| Reading text |

-- Begin --

Last Updated: 18 September 2023

– MITIGATED HOMICIDE –

A PARTIAL DEFENCE TO MURDER AND A SENTENCING TARIFF FOR MANSLAUGHTER

Melanie Rose Knight Redding

A dissertation submitted in partial fulfilment of the requirements of the degree of Bachelor of Laws (Honours)

Faculty of Law University of Otago Dunedin

October 2016

– ACKNOWLEDGMENTS –

To my supervisor, Professor Kevin Dawkins – thank you for your guidance and insight and your meticulous eye for detail.

To my family and friends – thank you for your constant support and patience.

– TABLE OF CONTENTS –

– INTRODUCTION –

Of all the possible crimes one can commit, homicide is universally acknowledged to be one of the most heinous. The heavy treatment of homicide in jurisdictions worldwide is indicative of this. According to Andrew Ashworth, our attitude towards homicide stems from the fact that the harm it causes is “absolutely irremediable whereas the harm caused by many other crimes is remediable to a degree.” 1 Furthermore, the “finality [of death] makes it proper to regard [it] as the most serious harm that may be inflicted on another person, and to regard the culpable causing of death without justification or excuse as the highest wrong.”2

However, as with many crimes, not all homicides are created equal. Although taking another’s life can hardly be deemed “justifiable” in certain circumstances, human sympathies dictate that some instances of homicide are nonetheless seen as more wrong than others and some defendants are seen as less culpable. For the purposes of this dissertation, homicides that attract less moral culpability shall be referred to as “sympathetic homicides”. The existence of sympathetic homicides necessitates the inclusion in legal systems of alternative offences to murder that are capable of recognising reduced culpability. Chief and most common among these is manslaughter, where the life of another is taken, but the requisite intention needed for murder is absent.3

Whereas some defences, such as self-defence, allow for the unqualified acquittal of an accused, others are only partial. Partial defences are the legal system’s response to the fact that homicides come in many different forms. They do not serve to acquit the accused, but, if successful, result in the charge of a lesser offence with a lower penalty. Amongst the most common of partial defences is that of provocation. Usually, a successful provocation defence to murder will commute the offence to one

1 A Ashworth and J Horder Principles of Criminal Law (7th ed, OUP, Oxford, 2013) at 237.

2 At 237.

3 See Crimes Act 1961, s 160(3), which states that except as provided in s 178, culpable homicide is either murder or manslaughter; s 167: “murder defined” and s 168: “further definition of murder”; s

171 states that (except as provided in s 178: “infanticide”), culpable homicide that does not amount to murder is manslaughter.

of manslaughter. This defence has existed in many jurisdictions around the world, in various forms, at one stage or another. The defence has proven to be problematic, which has lead to its abolition in a number of jurisdictions, sometimes to be replaced by a different defence, sometimes to be replaced by sentencing discretion or legislative policy.

-- End --

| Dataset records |
-- Begin --

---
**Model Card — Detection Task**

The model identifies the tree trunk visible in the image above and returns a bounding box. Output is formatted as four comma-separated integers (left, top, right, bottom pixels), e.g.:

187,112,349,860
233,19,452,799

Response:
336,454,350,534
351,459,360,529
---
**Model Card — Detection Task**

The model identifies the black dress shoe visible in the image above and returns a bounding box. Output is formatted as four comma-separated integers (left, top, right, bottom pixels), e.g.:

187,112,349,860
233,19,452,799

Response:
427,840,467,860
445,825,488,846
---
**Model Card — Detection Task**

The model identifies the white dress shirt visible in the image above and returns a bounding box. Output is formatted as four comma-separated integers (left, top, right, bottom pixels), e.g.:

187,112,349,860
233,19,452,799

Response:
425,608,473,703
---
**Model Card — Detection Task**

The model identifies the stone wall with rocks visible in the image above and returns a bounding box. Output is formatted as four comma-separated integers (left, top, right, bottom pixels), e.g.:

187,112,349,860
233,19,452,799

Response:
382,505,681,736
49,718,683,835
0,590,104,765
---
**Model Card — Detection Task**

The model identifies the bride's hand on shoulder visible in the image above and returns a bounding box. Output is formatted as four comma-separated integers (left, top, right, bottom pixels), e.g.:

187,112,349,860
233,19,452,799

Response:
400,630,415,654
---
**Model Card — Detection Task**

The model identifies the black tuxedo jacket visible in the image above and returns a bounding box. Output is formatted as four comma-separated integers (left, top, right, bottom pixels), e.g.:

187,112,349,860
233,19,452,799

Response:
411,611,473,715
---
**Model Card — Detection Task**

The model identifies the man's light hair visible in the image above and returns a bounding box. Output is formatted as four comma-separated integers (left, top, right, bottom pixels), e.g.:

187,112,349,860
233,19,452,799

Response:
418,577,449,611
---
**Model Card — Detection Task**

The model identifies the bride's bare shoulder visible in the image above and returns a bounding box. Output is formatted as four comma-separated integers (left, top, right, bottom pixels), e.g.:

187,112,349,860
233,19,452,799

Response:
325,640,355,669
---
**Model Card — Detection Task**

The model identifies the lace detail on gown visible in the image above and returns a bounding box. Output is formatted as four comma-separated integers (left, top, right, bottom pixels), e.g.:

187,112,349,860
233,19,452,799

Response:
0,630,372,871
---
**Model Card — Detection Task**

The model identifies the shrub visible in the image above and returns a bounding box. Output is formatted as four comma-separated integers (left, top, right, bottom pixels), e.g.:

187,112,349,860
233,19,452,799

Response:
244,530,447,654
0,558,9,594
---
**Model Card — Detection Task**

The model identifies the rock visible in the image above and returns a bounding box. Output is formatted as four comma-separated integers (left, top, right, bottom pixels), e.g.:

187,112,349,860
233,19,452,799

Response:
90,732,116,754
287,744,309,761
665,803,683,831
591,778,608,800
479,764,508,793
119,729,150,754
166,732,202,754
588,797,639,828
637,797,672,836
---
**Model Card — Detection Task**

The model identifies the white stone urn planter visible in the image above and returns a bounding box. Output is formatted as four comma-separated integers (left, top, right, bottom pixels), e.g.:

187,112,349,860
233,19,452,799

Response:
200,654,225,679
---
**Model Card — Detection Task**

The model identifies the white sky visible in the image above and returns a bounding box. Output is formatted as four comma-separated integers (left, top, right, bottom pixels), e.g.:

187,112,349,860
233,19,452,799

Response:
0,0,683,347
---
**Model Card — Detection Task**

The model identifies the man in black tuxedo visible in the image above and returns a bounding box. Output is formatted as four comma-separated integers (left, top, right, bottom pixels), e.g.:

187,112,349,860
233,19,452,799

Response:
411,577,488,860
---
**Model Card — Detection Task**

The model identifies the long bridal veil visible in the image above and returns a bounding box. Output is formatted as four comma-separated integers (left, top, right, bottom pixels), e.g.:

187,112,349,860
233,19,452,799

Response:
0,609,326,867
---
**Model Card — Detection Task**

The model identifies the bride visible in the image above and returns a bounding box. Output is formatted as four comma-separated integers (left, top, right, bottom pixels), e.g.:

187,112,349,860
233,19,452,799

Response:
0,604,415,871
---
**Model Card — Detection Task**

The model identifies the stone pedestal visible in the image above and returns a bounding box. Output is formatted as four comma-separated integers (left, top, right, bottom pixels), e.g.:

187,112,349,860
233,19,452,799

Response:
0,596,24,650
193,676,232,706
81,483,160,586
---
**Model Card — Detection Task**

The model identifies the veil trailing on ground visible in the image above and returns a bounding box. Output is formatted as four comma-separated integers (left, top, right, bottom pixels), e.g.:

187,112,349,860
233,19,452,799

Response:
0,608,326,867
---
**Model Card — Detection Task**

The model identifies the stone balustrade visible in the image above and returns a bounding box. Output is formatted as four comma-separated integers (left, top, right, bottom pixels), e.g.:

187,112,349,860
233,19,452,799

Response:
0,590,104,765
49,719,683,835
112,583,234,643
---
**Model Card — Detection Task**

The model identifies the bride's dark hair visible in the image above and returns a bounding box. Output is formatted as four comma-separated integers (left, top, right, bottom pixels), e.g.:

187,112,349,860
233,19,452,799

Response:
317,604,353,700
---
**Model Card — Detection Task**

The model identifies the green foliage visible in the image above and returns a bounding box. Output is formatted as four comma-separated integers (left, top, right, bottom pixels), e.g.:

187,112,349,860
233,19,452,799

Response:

-- End --

| What you need to do |
1) Can you print everything from "1 A Ashworth" down to "murder is manslaughter." in the mitigated homicide excerpt?
2) Will you turn the dataset rows into a JSON list of strings, one per line with blank lines left out, covering everything from the very start of the rows down to the line containing "425,608,473,703"?

| Results of the tasks |
1)
1 A Ashworth and J Horder Principles of Criminal Law (7th ed, OUP, Oxford, 2013) at 237.

2 At 237.

3 See Crimes Act 1961, s 160(3), which states that except as provided in s 178, culpable homicide is either murder or manslaughter; s 167: “murder defined” and s 168: “further definition of murder”; s

171 states that (except as provided in s 178: “infanticide”), culpable homicide that does not amount to murder is manslaughter.

2)
[
  "---",
  "**Model Card — Detection Task**",
  "The model identifies the tree trunk visible in the image above and returns a bounding box. Output is formatted as four comma-separated integers (left, top, right, bottom pixels), e.g.:",
  "187,112,349,860",
  "233,19,452,799",
  "Response:",
  "336,454,350,534",
  "351,459,360,529",
  "---",
  "**Model Card — Detection Task**",
  "The model identifies the black dress shoe visible in the image above and returns a bounding box. Output is formatted as four comma-separated integers (left, top, right, bottom pixels), e.g.:",
  "187,112,349,860",
  "233,19,452,799",
  "Response:",
  "427,840,467,860",
  "445,825,488,846",
  "---",
  "**Model Card — Detection Task**",
  "The model identifies the white dress shirt visible in the image above and returns a bounding box. Output is formatted as four comma-separated integers (left, top, right, bottom pixels), e.g.:",
  "187,112,349,860",
  "233,19,452,799",
  "Response:",
  "425,608,473,703"
]